[Prompt]
Edit the data below so that each "Target" becomes "Label", leaving everything else unchanged.
>> Start Data to use
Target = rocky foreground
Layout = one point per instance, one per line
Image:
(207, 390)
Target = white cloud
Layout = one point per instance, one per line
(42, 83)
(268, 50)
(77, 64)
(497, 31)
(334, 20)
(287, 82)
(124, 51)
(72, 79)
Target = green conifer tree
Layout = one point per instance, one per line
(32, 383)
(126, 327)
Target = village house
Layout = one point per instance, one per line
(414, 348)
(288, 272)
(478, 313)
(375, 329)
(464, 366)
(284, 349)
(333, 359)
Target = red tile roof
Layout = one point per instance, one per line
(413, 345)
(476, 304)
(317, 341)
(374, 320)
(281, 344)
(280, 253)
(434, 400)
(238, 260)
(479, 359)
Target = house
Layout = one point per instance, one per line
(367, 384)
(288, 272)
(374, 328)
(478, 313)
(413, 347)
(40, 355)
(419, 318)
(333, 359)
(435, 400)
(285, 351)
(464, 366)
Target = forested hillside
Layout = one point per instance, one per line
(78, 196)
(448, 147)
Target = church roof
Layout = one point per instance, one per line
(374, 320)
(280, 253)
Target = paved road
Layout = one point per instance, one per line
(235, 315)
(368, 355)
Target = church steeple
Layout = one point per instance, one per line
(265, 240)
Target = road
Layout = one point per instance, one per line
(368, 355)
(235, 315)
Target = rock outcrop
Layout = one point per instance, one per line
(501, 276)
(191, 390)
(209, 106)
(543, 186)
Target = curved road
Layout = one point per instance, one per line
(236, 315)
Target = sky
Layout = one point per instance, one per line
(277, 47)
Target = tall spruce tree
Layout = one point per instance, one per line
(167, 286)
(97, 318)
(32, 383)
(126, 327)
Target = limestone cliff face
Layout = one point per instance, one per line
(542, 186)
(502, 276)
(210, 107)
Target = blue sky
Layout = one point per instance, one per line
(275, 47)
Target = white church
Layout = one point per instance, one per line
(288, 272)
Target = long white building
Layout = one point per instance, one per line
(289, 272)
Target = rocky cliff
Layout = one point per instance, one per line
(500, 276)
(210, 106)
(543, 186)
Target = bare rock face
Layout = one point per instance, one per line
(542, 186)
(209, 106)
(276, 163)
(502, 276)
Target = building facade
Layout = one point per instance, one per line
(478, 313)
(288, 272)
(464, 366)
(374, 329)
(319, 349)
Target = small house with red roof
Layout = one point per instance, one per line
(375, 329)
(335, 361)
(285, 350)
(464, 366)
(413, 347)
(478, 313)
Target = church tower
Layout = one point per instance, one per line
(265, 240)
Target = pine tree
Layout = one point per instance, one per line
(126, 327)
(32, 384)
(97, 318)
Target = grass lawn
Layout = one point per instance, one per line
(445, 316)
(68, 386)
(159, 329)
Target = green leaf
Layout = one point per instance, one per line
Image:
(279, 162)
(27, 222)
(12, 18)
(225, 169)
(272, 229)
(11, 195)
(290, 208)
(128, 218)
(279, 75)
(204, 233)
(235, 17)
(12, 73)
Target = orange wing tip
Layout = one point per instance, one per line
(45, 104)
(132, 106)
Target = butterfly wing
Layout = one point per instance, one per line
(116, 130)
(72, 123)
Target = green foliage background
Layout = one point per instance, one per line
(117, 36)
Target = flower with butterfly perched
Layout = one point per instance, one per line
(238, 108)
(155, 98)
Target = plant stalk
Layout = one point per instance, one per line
>> End Data to use
[Written answer]
Label = rocky foreground
Layout = one point per instance, one per line
Image:
(207, 390)
Label = white cloud
Layout = one point per instance, one per line
(42, 83)
(268, 50)
(77, 64)
(497, 31)
(334, 20)
(287, 82)
(124, 51)
(72, 79)
Label = green conifer tree
Layout = one point per instance, one per line
(32, 383)
(126, 327)
Label = village house
Layout = one point per instance, one per line
(414, 348)
(288, 272)
(478, 313)
(375, 329)
(464, 366)
(284, 349)
(333, 359)
Label = red tile roof
Layout = one point per instance, one per line
(413, 345)
(476, 304)
(317, 341)
(374, 320)
(281, 344)
(280, 253)
(434, 400)
(238, 260)
(479, 359)
Label = house
Layout = one point per instance, one per line
(367, 384)
(288, 272)
(374, 328)
(478, 313)
(413, 347)
(40, 355)
(419, 318)
(333, 359)
(435, 400)
(285, 351)
(464, 366)
Label = forested hillside
Layout = one point per instance, one per line
(78, 196)
(448, 147)
Label = church roof
Layout = one point per instance, one per line
(374, 320)
(280, 253)
Label = paved road
Layout = one point per instance, one per line
(235, 315)
(368, 355)
Label = church steeple
Layout = one point per instance, one per line
(265, 240)
Label = road
Layout = one point per instance, one per line
(368, 355)
(235, 315)
Label = rock outcrop
Layout = one point per instance, one per line
(501, 276)
(191, 390)
(209, 106)
(543, 186)
Label = curved road
Layout = one point per instance, one per line
(236, 315)
Label = sky
Layout = one point per instance, one per line
(277, 47)
Label = tall spruce tree
Layout = one point per instance, one per line
(167, 286)
(97, 318)
(32, 383)
(126, 327)
Label = limestone cliff face
Layout = one point per instance, one per line
(542, 186)
(502, 276)
(210, 107)
Label = blue sky
Layout = one point per instance, one per line
(275, 47)
Label = white church
Layout = one point per instance, one per line
(288, 272)
Label = long white building
Layout = one point per instance, one per line
(289, 272)
Label = rocky cliff
Layout = one point per instance, one per line
(500, 276)
(210, 106)
(543, 186)
Label = bare rock face
Layout = one point per instance, one per line
(542, 186)
(209, 106)
(276, 163)
(502, 276)
Label = building facade
Layout = one point per instance, one per line
(478, 313)
(288, 272)
(464, 366)
(374, 329)
(319, 349)
Label = small house with red roof
Layout = one point per instance, one per line
(375, 329)
(335, 361)
(285, 350)
(464, 366)
(413, 347)
(478, 313)
Label = church tower
Layout = one point per instance, one per line
(265, 240)
Label = pine tree
Layout = one point per instance, one per line
(126, 327)
(32, 384)
(97, 318)
Label = grass lawn
Layout = one point per instance, one per line
(445, 316)
(68, 386)
(159, 329)
Label = green leaf
Layout = one point per instance, one per line
Image:
(279, 162)
(27, 222)
(12, 18)
(225, 169)
(272, 229)
(11, 195)
(290, 208)
(128, 218)
(279, 75)
(204, 233)
(235, 17)
(12, 73)
Label = orange wing tip
Layout = one point per instance, one per line
(45, 104)
(132, 106)
Label = butterfly wing
Layout = one point per instance, one per line
(116, 130)
(72, 123)
Label = green foliage background
Layout = one point per instance, one per line
(117, 36)
Label = flower with butterfly perched
Layout = one point per instance, one per line
(238, 108)
(155, 98)
Label = plant stalk
Layout = one point per instance, one per line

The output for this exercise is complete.